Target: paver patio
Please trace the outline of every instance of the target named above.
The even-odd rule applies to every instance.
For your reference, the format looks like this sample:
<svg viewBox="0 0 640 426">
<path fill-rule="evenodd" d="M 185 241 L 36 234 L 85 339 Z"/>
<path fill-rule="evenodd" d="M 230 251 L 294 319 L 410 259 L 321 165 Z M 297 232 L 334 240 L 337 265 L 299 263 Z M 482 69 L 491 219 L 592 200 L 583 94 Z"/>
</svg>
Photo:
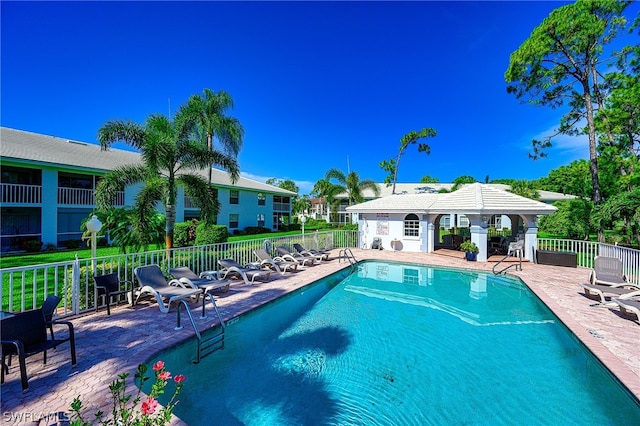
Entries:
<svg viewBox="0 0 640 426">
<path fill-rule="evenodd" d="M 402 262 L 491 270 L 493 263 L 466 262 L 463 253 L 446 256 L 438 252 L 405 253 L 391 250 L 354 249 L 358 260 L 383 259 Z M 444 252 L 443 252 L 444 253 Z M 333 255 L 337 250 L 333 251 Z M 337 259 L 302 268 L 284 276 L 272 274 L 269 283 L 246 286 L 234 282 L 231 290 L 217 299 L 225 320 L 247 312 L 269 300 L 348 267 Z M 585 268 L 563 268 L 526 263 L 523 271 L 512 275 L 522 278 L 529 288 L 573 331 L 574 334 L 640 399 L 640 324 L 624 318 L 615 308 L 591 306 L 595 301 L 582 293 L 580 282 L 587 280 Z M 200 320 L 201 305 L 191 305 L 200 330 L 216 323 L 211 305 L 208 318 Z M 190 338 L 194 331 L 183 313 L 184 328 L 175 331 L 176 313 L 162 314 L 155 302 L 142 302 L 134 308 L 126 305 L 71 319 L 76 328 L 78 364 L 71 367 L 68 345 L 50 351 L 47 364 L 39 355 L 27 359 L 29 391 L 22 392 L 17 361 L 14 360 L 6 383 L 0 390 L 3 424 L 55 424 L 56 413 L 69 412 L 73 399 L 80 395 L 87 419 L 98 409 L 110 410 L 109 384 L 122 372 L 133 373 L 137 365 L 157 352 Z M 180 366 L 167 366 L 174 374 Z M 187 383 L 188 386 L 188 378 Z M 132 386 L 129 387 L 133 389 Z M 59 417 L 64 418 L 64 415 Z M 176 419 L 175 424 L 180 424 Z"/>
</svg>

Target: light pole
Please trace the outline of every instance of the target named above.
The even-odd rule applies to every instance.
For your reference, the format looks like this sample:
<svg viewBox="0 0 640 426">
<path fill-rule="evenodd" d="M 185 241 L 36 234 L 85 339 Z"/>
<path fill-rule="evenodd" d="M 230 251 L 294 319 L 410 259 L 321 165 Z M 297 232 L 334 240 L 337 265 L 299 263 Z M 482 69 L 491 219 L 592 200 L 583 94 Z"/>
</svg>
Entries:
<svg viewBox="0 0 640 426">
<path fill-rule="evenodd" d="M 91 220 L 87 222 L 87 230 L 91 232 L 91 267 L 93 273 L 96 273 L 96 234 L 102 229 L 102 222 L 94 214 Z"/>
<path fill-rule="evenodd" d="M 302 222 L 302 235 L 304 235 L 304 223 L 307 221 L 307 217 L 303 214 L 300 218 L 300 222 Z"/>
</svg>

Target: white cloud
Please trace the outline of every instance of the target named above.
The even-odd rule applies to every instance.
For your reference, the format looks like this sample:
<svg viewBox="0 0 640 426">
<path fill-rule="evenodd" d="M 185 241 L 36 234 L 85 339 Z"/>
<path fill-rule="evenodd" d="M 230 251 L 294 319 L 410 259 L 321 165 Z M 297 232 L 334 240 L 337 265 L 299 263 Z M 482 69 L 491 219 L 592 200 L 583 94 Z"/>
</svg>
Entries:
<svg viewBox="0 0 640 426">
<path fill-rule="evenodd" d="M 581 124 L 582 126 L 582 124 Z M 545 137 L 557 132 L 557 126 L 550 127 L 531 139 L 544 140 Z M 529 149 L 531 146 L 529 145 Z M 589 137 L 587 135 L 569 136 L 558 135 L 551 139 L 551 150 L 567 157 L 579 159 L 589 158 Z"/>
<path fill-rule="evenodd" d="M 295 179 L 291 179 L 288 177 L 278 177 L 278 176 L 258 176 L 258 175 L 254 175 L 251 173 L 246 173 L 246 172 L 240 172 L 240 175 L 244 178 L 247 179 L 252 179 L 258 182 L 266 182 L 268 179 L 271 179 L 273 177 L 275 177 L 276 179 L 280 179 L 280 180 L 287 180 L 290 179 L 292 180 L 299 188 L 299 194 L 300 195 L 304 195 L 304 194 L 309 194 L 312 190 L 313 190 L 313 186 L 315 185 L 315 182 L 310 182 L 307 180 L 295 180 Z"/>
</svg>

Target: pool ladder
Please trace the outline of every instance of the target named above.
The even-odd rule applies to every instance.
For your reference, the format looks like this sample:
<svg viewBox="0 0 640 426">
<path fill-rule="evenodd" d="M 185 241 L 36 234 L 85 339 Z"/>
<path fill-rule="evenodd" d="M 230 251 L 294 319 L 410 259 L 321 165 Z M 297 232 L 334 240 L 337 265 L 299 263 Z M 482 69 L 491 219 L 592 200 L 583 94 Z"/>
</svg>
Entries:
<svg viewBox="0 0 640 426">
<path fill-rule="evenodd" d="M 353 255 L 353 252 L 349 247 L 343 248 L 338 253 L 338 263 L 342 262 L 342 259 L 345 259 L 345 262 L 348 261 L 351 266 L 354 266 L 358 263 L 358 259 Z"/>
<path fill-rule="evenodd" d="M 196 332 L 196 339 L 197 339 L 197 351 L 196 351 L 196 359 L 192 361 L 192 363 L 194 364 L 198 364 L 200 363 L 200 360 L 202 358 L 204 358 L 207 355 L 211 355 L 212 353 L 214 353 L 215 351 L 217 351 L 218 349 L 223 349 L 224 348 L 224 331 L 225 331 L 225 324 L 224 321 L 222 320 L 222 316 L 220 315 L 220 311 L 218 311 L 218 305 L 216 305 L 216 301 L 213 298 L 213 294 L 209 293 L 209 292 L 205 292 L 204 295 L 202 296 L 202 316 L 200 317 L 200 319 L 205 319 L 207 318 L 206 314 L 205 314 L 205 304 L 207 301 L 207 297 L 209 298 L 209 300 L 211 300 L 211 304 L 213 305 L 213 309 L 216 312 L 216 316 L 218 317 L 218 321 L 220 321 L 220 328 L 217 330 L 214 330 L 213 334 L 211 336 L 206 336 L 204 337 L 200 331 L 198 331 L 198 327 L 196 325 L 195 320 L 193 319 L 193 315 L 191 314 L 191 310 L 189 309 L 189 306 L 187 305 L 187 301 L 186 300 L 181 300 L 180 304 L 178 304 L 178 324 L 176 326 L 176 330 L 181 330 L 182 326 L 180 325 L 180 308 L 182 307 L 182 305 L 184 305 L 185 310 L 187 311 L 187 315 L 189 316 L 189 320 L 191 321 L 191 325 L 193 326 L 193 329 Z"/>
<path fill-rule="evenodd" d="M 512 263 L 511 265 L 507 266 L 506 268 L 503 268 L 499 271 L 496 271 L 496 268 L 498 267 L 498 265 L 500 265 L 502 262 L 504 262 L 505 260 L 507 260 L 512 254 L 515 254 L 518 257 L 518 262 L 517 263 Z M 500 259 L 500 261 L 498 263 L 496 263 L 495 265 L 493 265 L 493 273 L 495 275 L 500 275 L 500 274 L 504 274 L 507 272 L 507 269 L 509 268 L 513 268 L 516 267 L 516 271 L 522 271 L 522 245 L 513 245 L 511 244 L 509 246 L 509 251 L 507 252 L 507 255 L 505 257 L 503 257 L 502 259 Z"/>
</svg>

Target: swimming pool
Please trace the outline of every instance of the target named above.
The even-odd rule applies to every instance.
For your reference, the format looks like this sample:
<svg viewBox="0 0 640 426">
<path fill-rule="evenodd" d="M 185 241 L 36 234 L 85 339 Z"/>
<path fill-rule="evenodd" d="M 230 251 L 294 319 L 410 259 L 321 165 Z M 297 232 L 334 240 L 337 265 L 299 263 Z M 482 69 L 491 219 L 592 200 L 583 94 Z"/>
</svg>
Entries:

+ + + + +

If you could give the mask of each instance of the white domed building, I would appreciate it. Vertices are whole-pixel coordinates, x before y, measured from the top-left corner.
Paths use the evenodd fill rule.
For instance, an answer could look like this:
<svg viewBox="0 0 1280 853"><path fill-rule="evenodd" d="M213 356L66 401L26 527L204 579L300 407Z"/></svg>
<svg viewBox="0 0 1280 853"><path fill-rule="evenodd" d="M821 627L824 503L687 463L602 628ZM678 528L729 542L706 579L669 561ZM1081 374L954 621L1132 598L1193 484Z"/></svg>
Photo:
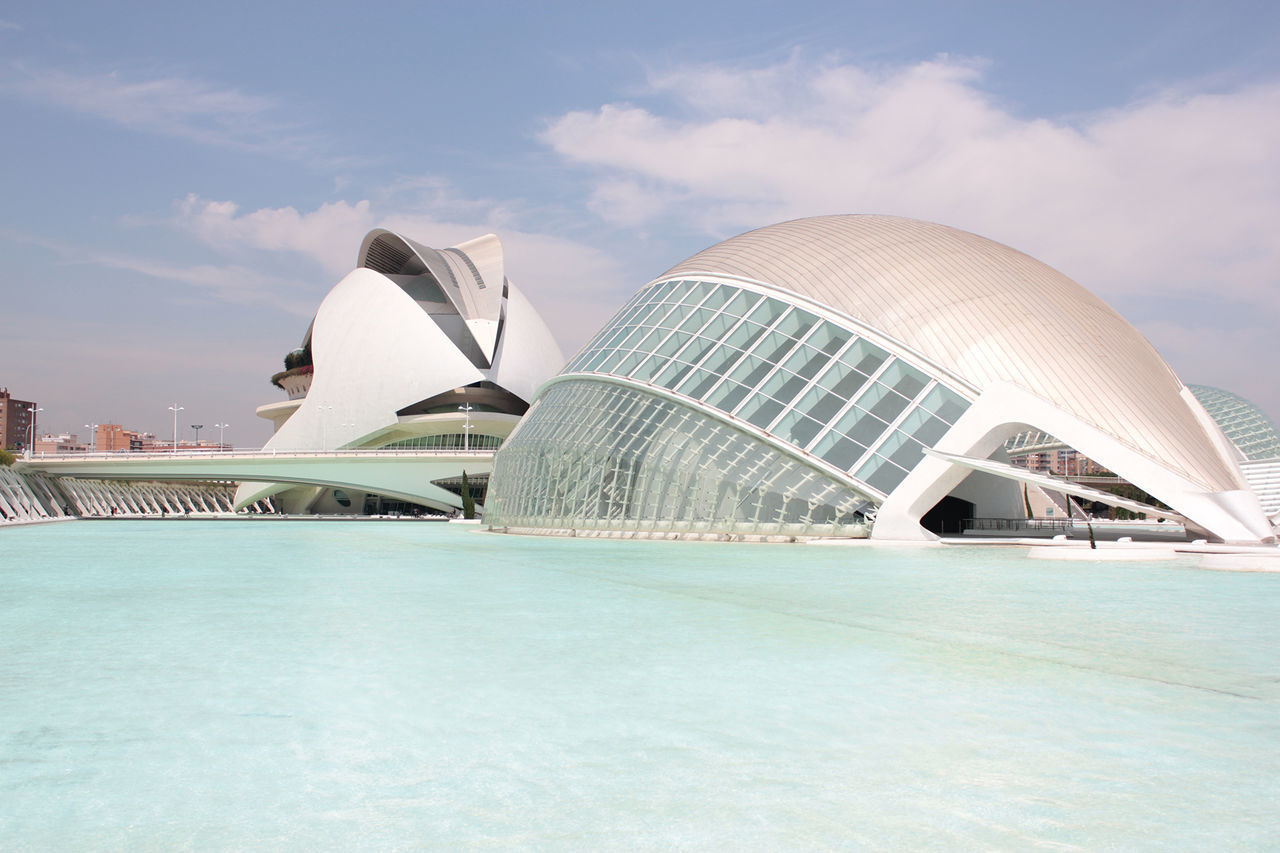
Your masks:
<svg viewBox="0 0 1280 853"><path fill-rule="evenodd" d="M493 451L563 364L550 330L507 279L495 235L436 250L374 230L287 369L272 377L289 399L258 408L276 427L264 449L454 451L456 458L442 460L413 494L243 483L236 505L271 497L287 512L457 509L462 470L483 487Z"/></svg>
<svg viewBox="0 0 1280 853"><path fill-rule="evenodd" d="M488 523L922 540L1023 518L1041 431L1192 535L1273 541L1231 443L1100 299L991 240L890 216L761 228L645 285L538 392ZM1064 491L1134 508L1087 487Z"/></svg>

+ + + + +

Your task: Go through the data above and copy each line in which "white" appears.

Result below:
Target: white cloud
If you could give the mask of each instance of the white domed building, I would appreciate it. Vertices are whole-pixel coordinates, x before y, measured from the top-left corner.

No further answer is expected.